> **Выбранный отрывок**
═══
У нас на Петроградской в домах в основном газовые колонки – хлопотно, конечно, зато воду летом не отключают. Когда наша колонка сломалась, мастер вытащил из нее диковинную деталь – латунный змеевик размером с небольшую кастрюлю – и заменил, поскольку она текла. Эта штука оказалась такой причудливой конфигурации, что мы ее не выбросили, а поставили на подоконник в качестве объекта современного искусства. Однажды утром, выйдя на кухню, мы со старшим сыном обнаружили на столе сложенный вдвое тетрадный листок с единственным словом – большими буквами, синей шариковой ручкой: ВОЙНА. Это младший сын нам оставил, убегая в университет.
Этот листок мы повесили на нашего латунного монстра. Так он там с тех пор и висит. Наша семья разрушена, жизнь разбита, и каждый раз, глядя из своего далека в пространство своей кухни, знакомое до сантиметра, я вижу этот листок. И думаю о том дне, когда смогу его снять – своей рукой.
Сколько всего было за эти два года – и первый шок, и ужас, и дикий, разъедающий стыд за то, что творит твоя страна, а ты ничего не можешь сделать, и передачи в ментовку старшему сыну, отсидевшему 9 суток за антивоенную акцию, и толпы на Верхнем Ларсе, и надежды первого военного лета, когда Украина наступала, а потом – гадкое, ползучее чувство, что ее предают, не давая оружия, но вынуждая наступать снова, – классическая перемежающаяся лихорадка от надежды к отчаянию и наконец – к тяжелому, мутному ощущению, что все это надолго, надолго, и холодный спазм где-то в солнечном сплетении: а доживем ли?
Не знаю. Никто не знает. Еще и израильская резня по осени подоспела – и показалось, что война наступает уже со всех сторон. А теперь вот и Авдеевка пала, и наши заводы раскочегарились и день и ночь клепают смерть, и конца этому не видно.
И как много при этом появилось в мире жителей Изумрудного города, глядящих вокруг через зеленые очки: главная проблема – климат, воевать больше не будем, самая страшная угроза – не кроется ли в улыбке твоего коллеги призрак харассмента. И не то чтобы эти прекрасные люди даже сейчас вдруг резко сняли очки и увидели себя в лесу Людоеда, где они на самом деле и находятся, но все-таки процесс пошел, хоть и медленно.
Даже себе боюсь это говорить – невыносимо страшно за Украину. Каждый день гибнет два, три человека, пять, семь, двадцать – и это только мирных жителей, каждый день наши ракеты разрушают дома, магазины, школы, через каждые несколько месяцев новый город превращается в груду закопченных камней и пепла. Невыносимо. И политологи начинают объяснять, что Запад, вообще-то, Украине ничего не обещал и раз не получилось сразу, то надолго никто не подписывался. И хочется рвать и метать – а что ж вы сразу-то как надо не помогли, сколько бы жизней сохранилось! Невыносимо. Я боюсь задавать себе вопрос: что же останется от Украины, если так будет продолжаться еще год, два, три – сколько?
═══
> **Записанные данные**
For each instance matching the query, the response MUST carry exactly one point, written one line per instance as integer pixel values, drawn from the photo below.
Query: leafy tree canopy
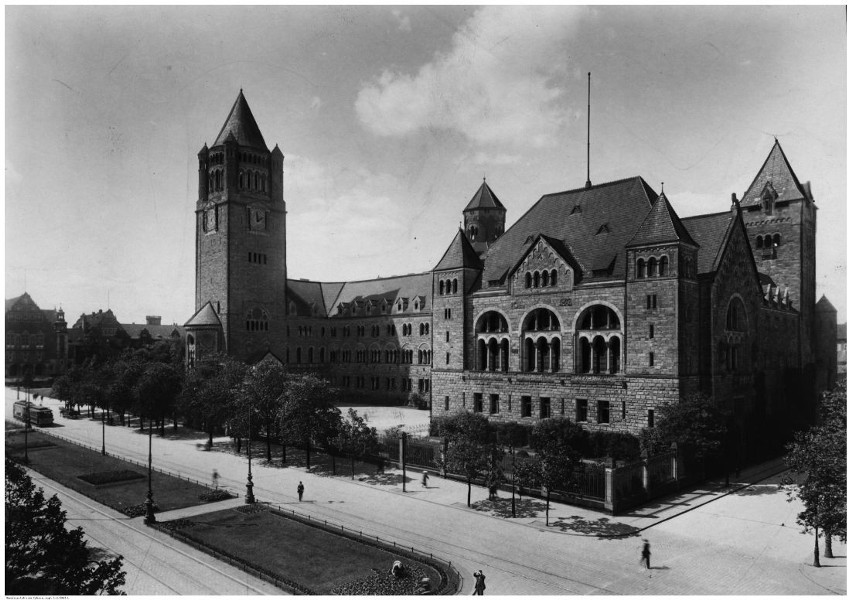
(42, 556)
═══
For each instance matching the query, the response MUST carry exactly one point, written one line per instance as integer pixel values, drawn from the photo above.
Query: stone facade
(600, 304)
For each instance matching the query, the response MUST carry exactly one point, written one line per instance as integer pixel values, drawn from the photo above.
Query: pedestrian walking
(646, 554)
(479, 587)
═══
> **Условие задания**
Сократите абзац отрывка, который начинается словами «Сколько всего было за эти два года», и оформите его в виде списка, сохранив основные факты.

> **Выполненное задание**
- первый шок и ужас;
- разъедающий стыд за то, что творит своя страна, и бессилие что-либо сделать;
- передачи старшему сыну, отсидевшему 9 суток за антивоенную акцию;
- толпы на Верхнем Ларсе;
- надежды первого военного лета, когда Украина наступала;
- затем ощущение, что Украину предают: не дают оружия, но вынуждают снова наступать;
- смена надежды и отчаяния, похожая на перемежающуюся лихорадку;
- наконец тяжелое ощущение, что все это надолго, и страх: доживем ли?